WHAT YOU WILL DO: Copy the items from the start through the line containing "162 93 L 189", swapping "triangular glass shard" for "sharp glass fragment" and changing nothing else. Leave the pictures out.

======== SUPPLIED MATERIAL ========

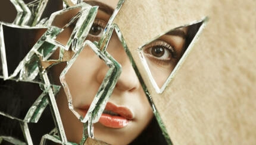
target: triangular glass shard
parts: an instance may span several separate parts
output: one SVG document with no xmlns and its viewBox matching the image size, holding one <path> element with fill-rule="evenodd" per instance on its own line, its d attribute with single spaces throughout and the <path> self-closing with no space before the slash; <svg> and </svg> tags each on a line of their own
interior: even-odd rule
<svg viewBox="0 0 256 145">
<path fill-rule="evenodd" d="M 20 62 L 36 43 L 35 38 L 40 37 L 46 31 L 43 28 L 27 28 L 0 23 L 0 52 L 5 78 L 8 78 L 17 69 Z M 26 37 L 26 39 L 20 39 L 20 37 Z M 14 43 L 14 41 L 17 41 Z"/>
<path fill-rule="evenodd" d="M 162 93 L 189 51 L 202 22 L 172 29 L 139 48 L 141 58 L 157 93 Z"/>
<path fill-rule="evenodd" d="M 53 13 L 48 25 L 62 28 L 56 40 L 64 46 L 65 50 L 68 50 L 71 46 L 72 50 L 76 51 L 85 40 L 97 10 L 97 7 L 82 2 Z"/>
<path fill-rule="evenodd" d="M 23 136 L 23 131 L 20 125 L 20 121 L 0 114 L 0 121 L 1 144 L 27 144 L 26 137 Z"/>
<path fill-rule="evenodd" d="M 2 104 L 0 112 L 23 120 L 25 122 L 36 123 L 48 104 L 47 94 L 43 92 L 38 83 L 16 82 L 0 79 L 1 88 L 0 91 L 0 102 Z M 33 93 L 27 91 L 27 88 L 33 90 Z M 15 90 L 15 91 L 14 91 Z M 20 112 L 17 114 L 13 108 L 18 108 Z"/>
<path fill-rule="evenodd" d="M 17 15 L 17 11 L 11 1 L 1 1 L 0 14 L 0 21 L 11 23 Z"/>
</svg>

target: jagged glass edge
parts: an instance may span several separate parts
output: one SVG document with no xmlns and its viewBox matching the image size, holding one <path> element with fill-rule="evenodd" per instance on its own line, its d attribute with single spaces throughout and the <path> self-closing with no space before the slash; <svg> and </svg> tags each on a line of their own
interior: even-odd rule
<svg viewBox="0 0 256 145">
<path fill-rule="evenodd" d="M 179 27 L 178 28 L 171 29 L 170 30 L 168 30 L 168 31 L 165 32 L 163 34 L 158 35 L 157 37 L 155 37 L 154 38 L 151 39 L 151 40 L 150 40 L 149 41 L 147 42 L 145 44 L 143 44 L 142 46 L 139 47 L 138 48 L 138 50 L 139 50 L 139 56 L 140 56 L 140 57 L 141 57 L 141 60 L 142 62 L 142 64 L 143 64 L 143 66 L 144 67 L 144 69 L 146 70 L 146 72 L 147 72 L 147 73 L 148 73 L 148 75 L 149 76 L 149 80 L 151 82 L 152 85 L 153 85 L 153 87 L 154 88 L 154 89 L 155 90 L 155 92 L 157 94 L 162 94 L 164 92 L 164 91 L 166 89 L 166 88 L 168 86 L 168 85 L 170 83 L 170 81 L 174 77 L 174 76 L 176 74 L 177 70 L 179 70 L 179 69 L 180 67 L 180 66 L 182 65 L 183 62 L 185 61 L 185 60 L 186 59 L 186 58 L 188 56 L 188 54 L 191 51 L 191 48 L 192 47 L 193 44 L 198 39 L 199 36 L 200 35 L 200 34 L 201 34 L 201 33 L 202 31 L 202 30 L 205 27 L 205 22 L 207 22 L 208 21 L 207 20 L 208 20 L 208 18 L 207 17 L 205 17 L 205 18 L 202 18 L 202 19 L 201 19 L 200 20 L 195 21 L 194 22 L 191 22 L 189 24 L 184 25 Z M 198 31 L 196 32 L 196 35 L 193 38 L 192 41 L 189 44 L 189 46 L 186 49 L 186 50 L 185 51 L 184 54 L 182 55 L 182 57 L 179 60 L 179 62 L 177 63 L 176 66 L 174 67 L 174 68 L 173 70 L 173 71 L 171 71 L 171 73 L 169 75 L 169 76 L 168 76 L 168 78 L 167 78 L 167 79 L 164 82 L 164 83 L 163 85 L 163 86 L 160 88 L 158 86 L 158 85 L 157 84 L 157 82 L 156 82 L 155 79 L 154 78 L 153 76 L 152 75 L 151 71 L 150 70 L 149 67 L 148 65 L 147 61 L 145 59 L 144 55 L 143 54 L 143 51 L 142 51 L 143 47 L 144 47 L 145 46 L 148 45 L 148 44 L 152 43 L 154 40 L 157 40 L 157 38 L 158 38 L 161 36 L 166 34 L 167 33 L 170 32 L 170 31 L 172 31 L 173 30 L 175 30 L 175 29 L 179 28 L 181 28 L 181 27 L 188 27 L 188 26 L 189 26 L 189 25 L 193 25 L 193 24 L 198 24 L 198 23 L 199 23 L 199 22 L 202 22 L 202 24 L 200 26 L 200 28 L 198 30 Z"/>
<path fill-rule="evenodd" d="M 31 18 L 30 10 L 23 0 L 10 0 L 17 10 L 17 17 L 13 24 L 24 25 L 29 23 Z"/>
<path fill-rule="evenodd" d="M 45 27 L 28 27 L 28 26 L 20 26 L 13 24 L 10 24 L 8 22 L 0 22 L 0 50 L 1 50 L 1 60 L 2 64 L 2 77 L 5 80 L 8 79 L 11 79 L 8 75 L 8 69 L 7 69 L 7 62 L 6 59 L 5 55 L 5 46 L 4 43 L 4 30 L 2 27 L 2 25 L 9 27 L 13 27 L 17 28 L 26 28 L 26 29 L 35 29 L 35 28 L 47 28 Z"/>
<path fill-rule="evenodd" d="M 79 57 L 79 54 L 83 50 L 86 46 L 89 46 L 89 47 L 92 49 L 92 50 L 95 53 L 95 54 L 99 56 L 99 59 L 101 59 L 105 62 L 106 65 L 107 65 L 110 67 L 110 69 L 108 70 L 105 76 L 104 79 L 101 83 L 93 101 L 91 104 L 91 105 L 88 111 L 88 113 L 86 114 L 85 117 L 82 117 L 74 109 L 72 104 L 72 95 L 70 94 L 68 85 L 65 82 L 65 75 L 67 73 L 68 70 L 70 69 L 70 67 L 72 66 L 76 59 Z M 89 114 L 94 114 L 93 115 L 95 115 L 96 114 L 96 115 L 96 115 L 95 117 L 92 117 L 93 118 L 93 123 L 98 122 L 101 114 L 99 114 L 99 114 L 96 114 L 96 111 L 95 111 L 95 109 L 99 110 L 101 113 L 103 112 L 103 110 L 105 108 L 105 105 L 106 105 L 107 101 L 105 101 L 105 99 L 108 98 L 110 96 L 113 89 L 114 89 L 114 86 L 117 81 L 117 78 L 120 76 L 120 74 L 121 73 L 120 67 L 120 65 L 113 57 L 111 57 L 110 55 L 109 55 L 108 53 L 105 53 L 105 52 L 102 53 L 101 50 L 97 47 L 97 46 L 89 40 L 86 40 L 85 41 L 83 46 L 75 53 L 73 57 L 68 62 L 67 65 L 60 75 L 60 79 L 66 94 L 68 102 L 68 107 L 74 113 L 74 114 L 78 119 L 80 120 L 82 123 L 86 123 L 88 121 L 90 116 L 89 115 Z M 113 79 L 110 80 L 108 80 L 109 78 L 111 78 L 111 79 Z M 110 83 L 111 85 L 110 85 Z M 108 85 L 108 86 L 106 86 L 106 85 Z M 107 96 L 104 96 L 104 98 L 105 98 L 103 99 L 103 100 L 104 101 L 101 100 L 102 98 L 99 99 L 101 97 L 105 95 Z M 101 103 L 103 103 L 104 104 L 105 104 L 105 105 L 104 107 L 98 107 L 99 104 L 98 101 L 101 101 Z M 96 105 L 97 107 L 93 105 L 92 105 L 92 104 L 95 104 L 95 105 Z"/>
<path fill-rule="evenodd" d="M 48 20 L 46 25 L 49 27 L 52 24 L 56 16 L 66 12 L 70 9 L 80 8 L 79 12 L 81 14 L 81 15 L 76 24 L 72 34 L 70 35 L 70 37 L 68 38 L 66 46 L 64 47 L 64 49 L 67 51 L 70 46 L 71 46 L 72 50 L 76 52 L 83 44 L 89 33 L 91 25 L 93 23 L 94 19 L 97 14 L 98 7 L 92 7 L 86 3 L 82 2 L 75 6 L 52 13 Z M 73 21 L 71 21 L 67 25 L 72 22 Z M 63 46 L 64 46 L 64 45 Z"/>
<path fill-rule="evenodd" d="M 158 111 L 157 110 L 157 108 L 155 107 L 154 103 L 153 102 L 153 100 L 152 99 L 152 97 L 151 95 L 150 95 L 149 92 L 148 90 L 148 88 L 146 86 L 146 84 L 144 82 L 144 80 L 143 80 L 141 75 L 141 73 L 139 71 L 139 69 L 138 69 L 137 66 L 136 65 L 135 62 L 133 60 L 133 58 L 130 52 L 130 50 L 127 46 L 126 42 L 124 40 L 124 37 L 123 37 L 123 35 L 121 33 L 121 31 L 119 28 L 119 27 L 118 27 L 118 25 L 117 24 L 114 24 L 114 28 L 115 28 L 115 32 L 117 34 L 117 36 L 120 40 L 120 41 L 121 41 L 123 47 L 124 49 L 124 50 L 128 56 L 128 57 L 129 58 L 130 62 L 132 63 L 132 65 L 135 70 L 135 72 L 139 79 L 139 80 L 141 83 L 141 85 L 142 87 L 142 89 L 144 91 L 144 93 L 146 95 L 146 96 L 148 99 L 148 100 L 149 102 L 149 104 L 151 104 L 151 108 L 152 109 L 152 111 L 153 113 L 157 120 L 157 122 L 158 123 L 159 126 L 162 131 L 162 133 L 163 135 L 164 136 L 164 138 L 166 138 L 166 142 L 168 144 L 171 145 L 173 144 L 171 141 L 171 139 L 170 138 L 169 135 L 167 133 L 167 131 L 166 130 L 166 128 L 164 125 L 164 124 L 163 123 L 163 121 L 161 118 L 160 115 L 159 114 Z"/>
<path fill-rule="evenodd" d="M 0 144 L 2 143 L 2 140 L 5 140 L 6 141 L 8 141 L 10 143 L 12 143 L 13 144 L 20 144 L 20 145 L 26 145 L 27 144 L 26 143 L 24 143 L 20 140 L 18 140 L 13 137 L 10 136 L 0 136 Z"/>
<path fill-rule="evenodd" d="M 1 59 L 2 59 L 2 72 L 3 72 L 3 77 L 4 79 L 13 79 L 15 76 L 18 75 L 19 72 L 21 72 L 19 75 L 19 78 L 17 80 L 27 80 L 31 81 L 33 80 L 33 78 L 30 79 L 27 79 L 26 78 L 23 78 L 23 73 L 24 72 L 24 65 L 26 63 L 29 62 L 29 59 L 35 54 L 39 54 L 40 53 L 37 51 L 37 50 L 40 47 L 40 45 L 44 42 L 46 38 L 54 38 L 58 34 L 60 33 L 60 30 L 58 28 L 55 27 L 51 27 L 48 28 L 46 32 L 42 36 L 42 37 L 39 39 L 38 42 L 34 45 L 34 46 L 31 49 L 29 52 L 26 55 L 23 60 L 21 60 L 16 69 L 14 70 L 13 72 L 11 72 L 10 75 L 9 75 L 8 72 L 7 68 L 7 62 L 6 59 L 6 54 L 5 54 L 5 46 L 4 44 L 4 33 L 2 25 L 5 25 L 8 27 L 13 27 L 15 28 L 27 28 L 28 27 L 18 27 L 15 25 L 9 25 L 8 23 L 4 23 L 0 22 L 0 41 L 1 42 L 0 49 L 1 51 Z M 31 28 L 39 28 L 38 27 L 32 27 Z M 45 27 L 42 27 L 42 28 L 45 28 Z M 36 71 L 35 73 L 38 73 L 38 71 Z M 36 74 L 33 74 L 34 76 L 36 76 Z"/>
<path fill-rule="evenodd" d="M 31 20 L 31 26 L 35 26 L 38 24 L 38 22 L 40 21 L 42 15 L 46 7 L 47 3 L 49 0 L 36 0 L 32 1 L 29 4 L 27 4 L 27 7 L 29 8 L 32 5 L 35 5 L 34 4 L 36 3 L 36 2 L 39 2 L 39 4 L 36 7 L 36 10 L 35 12 L 32 12 L 32 15 L 35 15 L 33 19 Z"/>
<path fill-rule="evenodd" d="M 110 33 L 110 31 L 112 31 L 111 30 L 111 25 L 113 25 L 114 20 L 115 18 L 115 17 L 117 16 L 118 12 L 119 12 L 121 7 L 123 6 L 123 4 L 124 2 L 124 1 L 125 0 L 120 0 L 118 1 L 118 3 L 117 4 L 117 7 L 114 10 L 113 14 L 110 17 L 110 20 L 108 20 L 108 22 L 107 24 L 106 27 L 105 28 L 104 31 L 103 31 L 102 36 L 101 37 L 101 39 L 99 41 L 98 47 L 99 48 L 100 50 L 102 51 L 106 51 L 107 47 L 108 45 L 109 41 L 108 40 L 109 40 L 110 37 L 112 35 L 112 33 Z"/>
</svg>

========

EXPECTED OUTPUT:
target: sharp glass fragment
parts: an instance may span several separate parts
output: one SVG document with no xmlns and its viewBox matching the image size, holding one <path> element with fill-rule="evenodd" per instance on its own line, its d attribute with single spaces throughout and the <path> self-closing with no space before the slash; <svg> and </svg> tags each on a line of their own
interior: even-odd rule
<svg viewBox="0 0 256 145">
<path fill-rule="evenodd" d="M 20 62 L 36 43 L 35 38 L 40 37 L 46 31 L 43 28 L 27 28 L 0 23 L 0 52 L 5 78 L 8 78 L 17 69 Z M 26 37 L 26 39 L 20 39 L 20 37 Z M 14 43 L 14 41 L 17 41 Z"/>
<path fill-rule="evenodd" d="M 162 93 L 189 51 L 202 22 L 172 29 L 139 48 L 141 58 L 157 93 Z"/>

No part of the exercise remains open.